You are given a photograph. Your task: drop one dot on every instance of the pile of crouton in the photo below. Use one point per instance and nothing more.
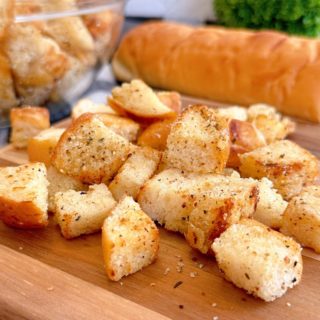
(225, 178)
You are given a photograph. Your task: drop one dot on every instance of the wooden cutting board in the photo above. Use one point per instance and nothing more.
(44, 276)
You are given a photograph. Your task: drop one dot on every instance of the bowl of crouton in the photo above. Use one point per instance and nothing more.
(51, 50)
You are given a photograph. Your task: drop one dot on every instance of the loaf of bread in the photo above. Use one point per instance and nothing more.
(232, 66)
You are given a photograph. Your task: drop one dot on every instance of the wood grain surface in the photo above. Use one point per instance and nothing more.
(33, 261)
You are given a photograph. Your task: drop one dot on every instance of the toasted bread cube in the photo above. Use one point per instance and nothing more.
(301, 220)
(171, 99)
(130, 240)
(270, 123)
(228, 200)
(172, 196)
(124, 127)
(138, 169)
(137, 99)
(198, 141)
(41, 146)
(26, 123)
(286, 164)
(271, 206)
(234, 112)
(59, 182)
(263, 262)
(82, 212)
(23, 196)
(90, 151)
(244, 138)
(87, 105)
(155, 136)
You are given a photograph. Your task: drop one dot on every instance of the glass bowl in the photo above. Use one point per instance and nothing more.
(51, 50)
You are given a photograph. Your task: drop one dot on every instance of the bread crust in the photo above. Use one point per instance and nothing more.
(232, 66)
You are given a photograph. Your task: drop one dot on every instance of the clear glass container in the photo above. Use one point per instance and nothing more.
(51, 50)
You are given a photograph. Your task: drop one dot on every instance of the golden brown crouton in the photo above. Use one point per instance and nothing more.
(27, 122)
(136, 98)
(286, 164)
(155, 136)
(301, 220)
(270, 123)
(41, 146)
(198, 141)
(244, 138)
(59, 182)
(90, 151)
(23, 196)
(263, 262)
(82, 212)
(138, 168)
(271, 206)
(86, 105)
(130, 240)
☆ ☆ ☆ ☆ ☆
◆ TASK:
Pictures must not appear in the copy, and every record must be restated word for word.

◆ TASK OUTPUT:
You are given a photograph. Your task: drop one dot on every instance of the pile of crouton in the photo below. Use one point per instance and nothing more.
(225, 178)
You are given a photograph. Your task: drop one dot on every instance of the wooden cutting board in the photo above. Use one point per instance and nothing more.
(44, 276)
You are given a photograph. Your task: drop one dot on every instance of the bowl of crouton in the photo above. Use one point per instance and nothing more.
(51, 50)
You are given a photograph. Your task: drop one dot on every instance of the loaf of bread in the photo above. Use one point per instance and nothing more.
(232, 66)
You are given a photograph. Your task: drop one dot on every instance of the wood grain surface in the photo above. Use one point per instance and nothing more.
(33, 261)
You are given a photograph. Your task: drop one dot on every instance of the toasted bread cube in the photo above. Use one point per instance and nothing more.
(301, 220)
(171, 99)
(130, 240)
(270, 123)
(228, 200)
(172, 196)
(124, 127)
(138, 169)
(137, 99)
(198, 141)
(41, 146)
(26, 123)
(286, 164)
(271, 206)
(234, 112)
(59, 182)
(263, 262)
(82, 212)
(23, 196)
(90, 151)
(244, 138)
(87, 105)
(155, 136)
You are given a photograph. Your task: drop one dot on every instance of the glass bowl in the photo above. Use one point per instance and nothing more.
(51, 50)
You are given a photograph. Your task: drop one dot on every instance of the bread crust in the photo above. Use one point per instance and nothing more.
(232, 66)
You are given a photograph. Your task: drop one dot on every instance of the clear glass container in the photo above. Use one point per instance and nothing more.
(51, 50)
You are given a photograph. Your task: drop one dot on every instance of the golden brown crouton in the photo above. Use one point per instance and nothing more.
(27, 122)
(136, 98)
(286, 164)
(155, 136)
(301, 220)
(270, 123)
(41, 146)
(198, 141)
(244, 138)
(59, 182)
(90, 151)
(23, 196)
(263, 262)
(82, 212)
(138, 168)
(271, 206)
(86, 105)
(130, 240)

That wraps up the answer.